-- BEGIN Dataset rows --

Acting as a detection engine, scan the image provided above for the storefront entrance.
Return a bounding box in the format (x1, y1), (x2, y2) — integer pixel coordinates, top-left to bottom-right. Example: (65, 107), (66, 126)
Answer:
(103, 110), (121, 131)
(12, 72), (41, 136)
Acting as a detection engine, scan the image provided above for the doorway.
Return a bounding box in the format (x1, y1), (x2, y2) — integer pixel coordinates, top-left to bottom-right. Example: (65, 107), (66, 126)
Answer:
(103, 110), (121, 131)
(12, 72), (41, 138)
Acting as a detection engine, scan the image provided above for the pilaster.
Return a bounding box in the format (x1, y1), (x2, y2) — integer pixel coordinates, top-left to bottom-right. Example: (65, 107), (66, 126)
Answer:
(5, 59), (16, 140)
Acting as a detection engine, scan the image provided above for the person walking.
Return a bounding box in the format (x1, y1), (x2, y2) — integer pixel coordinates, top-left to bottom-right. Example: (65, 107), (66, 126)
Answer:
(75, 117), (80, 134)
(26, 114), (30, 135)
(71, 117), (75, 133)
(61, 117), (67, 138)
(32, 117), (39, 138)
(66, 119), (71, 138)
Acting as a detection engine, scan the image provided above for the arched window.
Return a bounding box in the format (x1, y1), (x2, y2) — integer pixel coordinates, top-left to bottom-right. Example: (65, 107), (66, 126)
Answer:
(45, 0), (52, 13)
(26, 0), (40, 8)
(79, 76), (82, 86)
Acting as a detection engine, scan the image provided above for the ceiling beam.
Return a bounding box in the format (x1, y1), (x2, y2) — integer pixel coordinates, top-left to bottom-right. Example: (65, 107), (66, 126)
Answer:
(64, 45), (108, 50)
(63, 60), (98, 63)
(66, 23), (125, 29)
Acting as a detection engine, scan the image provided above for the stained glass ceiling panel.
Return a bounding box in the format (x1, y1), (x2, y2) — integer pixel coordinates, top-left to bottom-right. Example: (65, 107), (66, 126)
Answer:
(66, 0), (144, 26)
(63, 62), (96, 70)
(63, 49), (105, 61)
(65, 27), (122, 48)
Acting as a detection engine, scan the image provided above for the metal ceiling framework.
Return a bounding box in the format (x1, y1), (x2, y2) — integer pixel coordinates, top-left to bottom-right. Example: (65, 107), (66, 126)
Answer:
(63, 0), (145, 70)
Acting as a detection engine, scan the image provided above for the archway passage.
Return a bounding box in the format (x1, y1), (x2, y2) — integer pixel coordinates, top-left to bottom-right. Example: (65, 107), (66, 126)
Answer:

-- END Dataset rows --

_To do_
Arrange all of the lines in the items above as a Markdown table with two columns, Row and Line, numbering each row and omitting any blank lines.

_Written response_
| Row | Line |
|---|---|
| 1 | Acting as a detection engine, scan the image provided above for the storefront entrance. |
| 2 | Return a bounding box in the format (x1, y1), (x2, y2) — integer pixel coordinates, top-left to bottom-right. Example: (65, 107), (66, 126) |
| 3 | Answer: |
| 4 | (103, 110), (121, 131) |
| 5 | (12, 72), (41, 136) |
| 6 | Acting as a detection engine, scan the image provided above for the doorway. |
| 7 | Return a bounding box in the format (x1, y1), (x2, y2) — integer pixel coordinates, top-left to bottom-right. Example: (65, 107), (66, 126) |
| 8 | Answer: |
| 9 | (103, 110), (121, 131) |
| 10 | (12, 72), (41, 138) |
| 11 | Acting as a detection engine, scan the image provided above for the pilaster. |
| 12 | Return a bounding box in the format (x1, y1), (x2, y2) — integer pixel coordinates, top-left to bottom-right. Example: (65, 107), (66, 126) |
| 13 | Answer: |
| 14 | (5, 59), (16, 140) |
| 15 | Acting as a detection engine, scan the image provided above for the person walking. |
| 16 | Return a bounding box in the format (x1, y1), (x2, y2) — integer pixel coordinates, top-left to bottom-right. Example: (65, 107), (66, 126) |
| 17 | Answer: |
| 18 | (75, 117), (80, 134) |
| 19 | (26, 114), (30, 135) |
| 20 | (71, 117), (75, 133) |
| 21 | (61, 117), (67, 138) |
| 22 | (32, 117), (39, 138) |
| 23 | (66, 119), (71, 138) |
| 24 | Acting as a detection engine, scan the image provided above for the arched window. |
| 25 | Return a bounding box in the format (x1, y1), (x2, y2) — integer pixel coordinates, top-left to bottom-right. Example: (65, 107), (66, 126) |
| 26 | Answer: |
| 27 | (45, 0), (52, 13) |
| 28 | (26, 0), (40, 8) |
| 29 | (79, 76), (82, 86) |
| 30 | Acting as a detection engine, scan the image provided above for the ceiling beam. |
| 31 | Return a bounding box in the format (x1, y1), (x2, y2) — integer pixel coordinates, top-left to bottom-right. Example: (65, 107), (66, 126) |
| 32 | Answer: |
| 33 | (64, 45), (108, 50) |
| 34 | (63, 60), (98, 63) |
| 35 | (66, 23), (125, 29) |
| 36 | Acting as a detection engine, scan the image provided above for the stained glass ceiling panel. |
| 37 | Return a bounding box in the format (x1, y1), (x2, y2) — integer pixel coordinates, top-left to bottom-right. Example: (65, 107), (66, 126) |
| 38 | Answer: |
| 39 | (66, 0), (144, 26) |
| 40 | (63, 62), (96, 70) |
| 41 | (63, 49), (105, 61) |
| 42 | (65, 27), (122, 48) |
| 43 | Acting as a detection engine, scan the image provided above for the metal ceiling framework. |
| 44 | Return a bounding box in the format (x1, y1), (x2, y2) — integer pixel coordinates, top-left to bottom-right. Example: (65, 107), (66, 126) |
| 45 | Answer: |
| 46 | (63, 0), (145, 70) |
| 47 | Acting as a detection engine, scan the image provided above for the archway passage. |
| 48 | Return a bounding box in the format (x1, y1), (x2, y2) — integer pixel coordinates, top-left to bottom-right. Example: (65, 107), (66, 126) |
| 49 | Answer: |